* START MATERIAL TO PROCESS *
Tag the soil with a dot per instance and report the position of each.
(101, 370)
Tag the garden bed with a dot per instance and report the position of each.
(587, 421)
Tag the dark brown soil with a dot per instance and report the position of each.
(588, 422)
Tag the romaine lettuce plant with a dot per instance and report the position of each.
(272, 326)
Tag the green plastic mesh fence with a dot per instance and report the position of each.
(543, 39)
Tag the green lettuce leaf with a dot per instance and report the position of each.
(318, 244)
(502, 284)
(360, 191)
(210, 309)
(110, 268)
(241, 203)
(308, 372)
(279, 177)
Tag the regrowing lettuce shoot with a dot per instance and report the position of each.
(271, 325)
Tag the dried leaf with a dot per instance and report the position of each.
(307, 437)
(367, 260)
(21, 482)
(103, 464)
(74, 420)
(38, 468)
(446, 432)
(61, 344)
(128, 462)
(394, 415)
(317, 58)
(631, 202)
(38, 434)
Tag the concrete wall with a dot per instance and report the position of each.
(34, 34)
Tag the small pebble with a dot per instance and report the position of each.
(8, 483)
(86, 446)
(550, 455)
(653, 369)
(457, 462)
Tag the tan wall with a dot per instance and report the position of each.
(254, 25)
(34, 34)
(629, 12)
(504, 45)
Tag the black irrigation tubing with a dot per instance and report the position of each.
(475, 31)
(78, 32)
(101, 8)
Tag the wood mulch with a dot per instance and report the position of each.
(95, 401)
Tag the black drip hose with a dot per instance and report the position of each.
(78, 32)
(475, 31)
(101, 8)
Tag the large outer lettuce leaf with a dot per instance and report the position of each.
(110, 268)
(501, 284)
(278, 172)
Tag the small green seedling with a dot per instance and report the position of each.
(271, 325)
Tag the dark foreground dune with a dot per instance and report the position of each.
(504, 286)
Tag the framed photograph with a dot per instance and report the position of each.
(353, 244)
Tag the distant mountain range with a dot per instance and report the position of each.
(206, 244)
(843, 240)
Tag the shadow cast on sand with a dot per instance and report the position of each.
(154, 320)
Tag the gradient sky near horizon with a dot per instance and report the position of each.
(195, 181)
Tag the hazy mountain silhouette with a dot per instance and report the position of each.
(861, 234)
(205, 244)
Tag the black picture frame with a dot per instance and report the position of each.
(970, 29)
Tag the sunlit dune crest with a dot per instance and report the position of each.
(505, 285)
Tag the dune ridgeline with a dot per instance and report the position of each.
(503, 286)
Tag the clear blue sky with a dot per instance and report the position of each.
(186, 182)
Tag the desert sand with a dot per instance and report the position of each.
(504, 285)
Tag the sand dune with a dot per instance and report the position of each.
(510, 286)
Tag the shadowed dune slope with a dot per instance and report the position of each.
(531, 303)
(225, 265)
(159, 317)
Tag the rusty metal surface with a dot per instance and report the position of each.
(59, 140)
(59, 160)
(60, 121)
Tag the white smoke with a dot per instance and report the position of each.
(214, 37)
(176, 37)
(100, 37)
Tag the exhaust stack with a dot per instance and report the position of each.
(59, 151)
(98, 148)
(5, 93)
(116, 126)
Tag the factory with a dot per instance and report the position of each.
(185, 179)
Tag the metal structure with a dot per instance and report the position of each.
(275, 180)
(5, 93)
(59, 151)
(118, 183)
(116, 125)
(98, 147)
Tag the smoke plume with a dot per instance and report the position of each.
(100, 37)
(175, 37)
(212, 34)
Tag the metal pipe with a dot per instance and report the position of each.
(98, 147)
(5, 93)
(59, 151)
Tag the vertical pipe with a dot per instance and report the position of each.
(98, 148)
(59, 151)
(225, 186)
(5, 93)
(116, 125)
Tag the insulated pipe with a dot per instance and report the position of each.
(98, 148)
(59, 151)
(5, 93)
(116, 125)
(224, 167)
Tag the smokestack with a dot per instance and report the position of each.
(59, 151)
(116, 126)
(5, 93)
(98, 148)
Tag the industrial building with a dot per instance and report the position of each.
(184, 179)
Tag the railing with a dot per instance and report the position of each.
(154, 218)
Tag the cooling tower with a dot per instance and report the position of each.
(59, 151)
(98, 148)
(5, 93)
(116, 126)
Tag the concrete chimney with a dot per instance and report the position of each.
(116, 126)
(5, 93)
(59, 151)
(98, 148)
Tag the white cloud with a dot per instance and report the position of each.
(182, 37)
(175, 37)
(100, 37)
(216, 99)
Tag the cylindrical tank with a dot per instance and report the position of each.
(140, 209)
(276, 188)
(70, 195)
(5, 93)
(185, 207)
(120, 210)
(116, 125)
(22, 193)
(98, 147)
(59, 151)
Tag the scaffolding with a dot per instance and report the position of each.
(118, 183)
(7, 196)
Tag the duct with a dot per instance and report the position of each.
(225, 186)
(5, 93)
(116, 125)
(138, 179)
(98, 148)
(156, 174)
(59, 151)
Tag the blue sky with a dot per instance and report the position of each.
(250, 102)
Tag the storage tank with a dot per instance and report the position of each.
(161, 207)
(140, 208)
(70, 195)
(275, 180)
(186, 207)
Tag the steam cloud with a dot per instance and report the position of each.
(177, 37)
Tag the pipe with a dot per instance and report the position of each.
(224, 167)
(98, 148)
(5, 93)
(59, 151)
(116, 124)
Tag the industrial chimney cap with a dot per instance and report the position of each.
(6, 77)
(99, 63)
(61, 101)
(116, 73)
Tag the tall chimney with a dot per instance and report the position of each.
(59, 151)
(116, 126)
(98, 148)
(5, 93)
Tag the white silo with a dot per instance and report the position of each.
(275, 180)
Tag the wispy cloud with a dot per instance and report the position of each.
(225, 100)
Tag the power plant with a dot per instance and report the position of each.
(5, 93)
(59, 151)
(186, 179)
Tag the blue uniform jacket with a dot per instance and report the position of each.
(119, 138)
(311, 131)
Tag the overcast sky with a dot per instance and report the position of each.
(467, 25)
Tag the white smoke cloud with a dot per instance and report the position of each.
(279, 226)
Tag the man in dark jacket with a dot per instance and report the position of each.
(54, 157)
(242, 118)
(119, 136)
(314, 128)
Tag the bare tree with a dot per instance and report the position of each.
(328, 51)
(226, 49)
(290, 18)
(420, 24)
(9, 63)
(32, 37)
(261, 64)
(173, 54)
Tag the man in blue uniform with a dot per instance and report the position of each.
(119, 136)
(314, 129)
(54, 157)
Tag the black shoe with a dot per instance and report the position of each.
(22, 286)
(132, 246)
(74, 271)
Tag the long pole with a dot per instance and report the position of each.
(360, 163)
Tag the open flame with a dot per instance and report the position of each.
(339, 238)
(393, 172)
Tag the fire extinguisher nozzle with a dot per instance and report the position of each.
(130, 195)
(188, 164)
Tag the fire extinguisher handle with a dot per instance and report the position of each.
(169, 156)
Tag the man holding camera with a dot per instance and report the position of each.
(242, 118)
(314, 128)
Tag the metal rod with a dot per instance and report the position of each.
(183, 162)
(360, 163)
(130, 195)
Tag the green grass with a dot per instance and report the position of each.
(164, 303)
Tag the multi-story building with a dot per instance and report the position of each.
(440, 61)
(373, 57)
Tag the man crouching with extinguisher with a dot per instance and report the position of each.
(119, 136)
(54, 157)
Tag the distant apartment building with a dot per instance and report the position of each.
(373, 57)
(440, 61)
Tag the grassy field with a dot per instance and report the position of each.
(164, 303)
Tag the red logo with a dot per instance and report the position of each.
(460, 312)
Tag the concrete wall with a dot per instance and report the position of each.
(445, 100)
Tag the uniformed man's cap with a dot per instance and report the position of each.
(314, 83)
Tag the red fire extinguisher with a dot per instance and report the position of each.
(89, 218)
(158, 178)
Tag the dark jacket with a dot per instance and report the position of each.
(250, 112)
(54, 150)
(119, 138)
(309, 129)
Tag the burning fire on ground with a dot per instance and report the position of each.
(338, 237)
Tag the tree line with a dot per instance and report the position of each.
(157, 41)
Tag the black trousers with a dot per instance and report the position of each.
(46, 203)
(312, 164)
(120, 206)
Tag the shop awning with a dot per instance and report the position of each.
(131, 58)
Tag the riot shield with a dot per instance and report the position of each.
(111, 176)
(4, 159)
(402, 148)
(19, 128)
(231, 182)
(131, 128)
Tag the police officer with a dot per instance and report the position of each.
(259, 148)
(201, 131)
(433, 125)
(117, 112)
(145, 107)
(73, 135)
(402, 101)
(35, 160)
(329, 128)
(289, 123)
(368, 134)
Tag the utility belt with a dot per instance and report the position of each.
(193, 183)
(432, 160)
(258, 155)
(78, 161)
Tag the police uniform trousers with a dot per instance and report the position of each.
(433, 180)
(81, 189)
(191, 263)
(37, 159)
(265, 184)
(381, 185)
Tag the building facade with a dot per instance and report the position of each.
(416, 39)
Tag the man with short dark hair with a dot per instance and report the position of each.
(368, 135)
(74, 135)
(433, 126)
* END MATERIAL TO PROCESS *
* START MATERIAL TO PROCESS *
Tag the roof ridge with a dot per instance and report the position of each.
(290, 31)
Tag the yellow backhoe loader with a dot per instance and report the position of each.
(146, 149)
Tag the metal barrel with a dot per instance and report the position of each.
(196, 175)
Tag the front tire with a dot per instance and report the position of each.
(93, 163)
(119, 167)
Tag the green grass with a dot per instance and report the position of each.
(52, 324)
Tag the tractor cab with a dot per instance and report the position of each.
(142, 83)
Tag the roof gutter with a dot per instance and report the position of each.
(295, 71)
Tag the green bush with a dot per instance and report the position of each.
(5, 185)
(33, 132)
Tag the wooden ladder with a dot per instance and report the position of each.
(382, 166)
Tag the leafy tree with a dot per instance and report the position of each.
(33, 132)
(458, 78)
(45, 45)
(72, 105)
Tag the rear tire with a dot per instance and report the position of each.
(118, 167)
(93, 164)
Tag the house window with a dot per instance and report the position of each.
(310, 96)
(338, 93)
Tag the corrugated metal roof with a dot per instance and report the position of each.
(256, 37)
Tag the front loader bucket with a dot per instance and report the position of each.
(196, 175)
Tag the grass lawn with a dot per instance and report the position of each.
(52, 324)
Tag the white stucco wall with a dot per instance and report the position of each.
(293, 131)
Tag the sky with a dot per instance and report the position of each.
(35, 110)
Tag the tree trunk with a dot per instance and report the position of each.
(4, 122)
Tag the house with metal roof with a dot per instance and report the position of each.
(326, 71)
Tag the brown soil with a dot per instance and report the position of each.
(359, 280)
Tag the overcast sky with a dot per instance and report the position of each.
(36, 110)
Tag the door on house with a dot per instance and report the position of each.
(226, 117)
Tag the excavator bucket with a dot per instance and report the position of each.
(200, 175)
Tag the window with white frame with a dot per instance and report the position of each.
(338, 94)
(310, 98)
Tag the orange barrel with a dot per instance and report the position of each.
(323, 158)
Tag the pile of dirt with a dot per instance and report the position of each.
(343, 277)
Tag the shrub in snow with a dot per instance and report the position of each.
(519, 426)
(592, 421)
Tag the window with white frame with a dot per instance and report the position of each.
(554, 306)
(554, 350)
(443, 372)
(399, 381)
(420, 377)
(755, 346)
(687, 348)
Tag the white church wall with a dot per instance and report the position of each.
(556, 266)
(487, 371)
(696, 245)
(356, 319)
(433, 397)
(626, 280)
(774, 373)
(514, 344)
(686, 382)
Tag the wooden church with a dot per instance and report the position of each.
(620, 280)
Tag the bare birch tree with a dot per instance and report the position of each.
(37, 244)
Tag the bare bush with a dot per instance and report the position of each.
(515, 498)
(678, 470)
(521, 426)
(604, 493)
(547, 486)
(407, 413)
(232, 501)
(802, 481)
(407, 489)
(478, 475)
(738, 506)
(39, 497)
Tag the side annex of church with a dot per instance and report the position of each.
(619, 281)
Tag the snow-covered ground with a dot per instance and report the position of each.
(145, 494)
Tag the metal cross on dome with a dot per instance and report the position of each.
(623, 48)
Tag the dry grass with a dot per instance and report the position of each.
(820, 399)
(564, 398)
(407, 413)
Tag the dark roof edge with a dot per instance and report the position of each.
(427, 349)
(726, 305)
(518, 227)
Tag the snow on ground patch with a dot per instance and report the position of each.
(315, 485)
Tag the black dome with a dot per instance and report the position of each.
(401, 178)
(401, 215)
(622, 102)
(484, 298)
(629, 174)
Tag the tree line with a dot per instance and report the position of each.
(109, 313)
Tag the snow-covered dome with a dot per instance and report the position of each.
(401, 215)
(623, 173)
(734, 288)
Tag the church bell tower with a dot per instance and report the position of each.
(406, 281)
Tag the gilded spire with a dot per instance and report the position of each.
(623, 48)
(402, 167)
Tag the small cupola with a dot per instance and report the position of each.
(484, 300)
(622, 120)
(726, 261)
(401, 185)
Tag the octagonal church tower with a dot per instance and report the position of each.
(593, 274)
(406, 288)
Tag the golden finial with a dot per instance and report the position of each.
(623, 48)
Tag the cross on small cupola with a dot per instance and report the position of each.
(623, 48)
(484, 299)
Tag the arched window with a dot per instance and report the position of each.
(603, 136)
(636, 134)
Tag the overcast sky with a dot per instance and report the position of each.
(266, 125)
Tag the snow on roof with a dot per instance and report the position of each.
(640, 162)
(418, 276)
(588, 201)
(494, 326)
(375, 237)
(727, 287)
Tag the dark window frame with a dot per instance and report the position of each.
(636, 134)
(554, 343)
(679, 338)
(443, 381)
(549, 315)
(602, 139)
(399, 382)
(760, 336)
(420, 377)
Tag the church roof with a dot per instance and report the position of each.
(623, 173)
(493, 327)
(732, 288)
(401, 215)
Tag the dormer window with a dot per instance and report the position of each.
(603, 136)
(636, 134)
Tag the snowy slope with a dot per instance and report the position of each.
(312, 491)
* END MATERIAL TO PROCESS *
WHAT THE TASK ASKS:
Pull out each line of the data above that contains the string "loader" and list those lines.

COMPLETED TASK:
Tag the yellow backhoe loader with a dot per instance and report the position of each.
Tag the front loader bucket with a dot per instance and report the position of each.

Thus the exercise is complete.